_SHORT TASK_. Can you rewrite the data below with "innermost point" changed to "central point" everywhere it appears and nothing else altered?

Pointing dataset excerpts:
%%

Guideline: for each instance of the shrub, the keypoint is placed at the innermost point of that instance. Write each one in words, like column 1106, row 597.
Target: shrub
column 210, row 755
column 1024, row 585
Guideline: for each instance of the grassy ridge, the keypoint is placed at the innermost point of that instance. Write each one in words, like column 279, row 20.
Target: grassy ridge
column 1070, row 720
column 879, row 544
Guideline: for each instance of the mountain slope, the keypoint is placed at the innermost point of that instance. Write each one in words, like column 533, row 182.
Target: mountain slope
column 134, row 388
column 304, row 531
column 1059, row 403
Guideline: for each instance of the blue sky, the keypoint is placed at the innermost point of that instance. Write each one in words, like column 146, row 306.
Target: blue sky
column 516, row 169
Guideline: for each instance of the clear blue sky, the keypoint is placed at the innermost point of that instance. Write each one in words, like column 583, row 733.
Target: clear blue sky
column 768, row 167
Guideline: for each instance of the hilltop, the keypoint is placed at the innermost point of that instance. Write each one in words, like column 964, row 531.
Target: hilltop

%%

_EXPECTED ANSWER_.
Guideline: for each instance of the shrub, the keypoint is placed at the central point of that instance. Write each one in words, like column 1106, row 597.
Target: shrub
column 210, row 755
column 1024, row 585
Guideline: for each instance of the grassy ridge, the keypoint is placed at the central point of that instance. Write each one in words, like column 279, row 20.
Target: grassy ridge
column 1070, row 720
column 879, row 544
Guideline: for each instance of the mountain slope, the keypoint is placed at the central point of that instance. Write each one in words, like column 533, row 182.
Target: mountain slope
column 134, row 388
column 304, row 531
column 1059, row 403
Guideline: for each instance of the blue sky, the keypoint is placed at the central point of that instance. Write each one in words, like column 146, row 306.
Target: blue sky
column 516, row 169
Guideline: for each instance of the clear blue sky, the keypoint is placed at the central point of that instance. Write each one in words, like column 583, row 733.
Target: clear blue sky
column 768, row 167
Guideline: for each instance of the hilltop, the keypoint is placed at the central point of that instance. Write each one in words, like column 964, row 531.
Target: hilltop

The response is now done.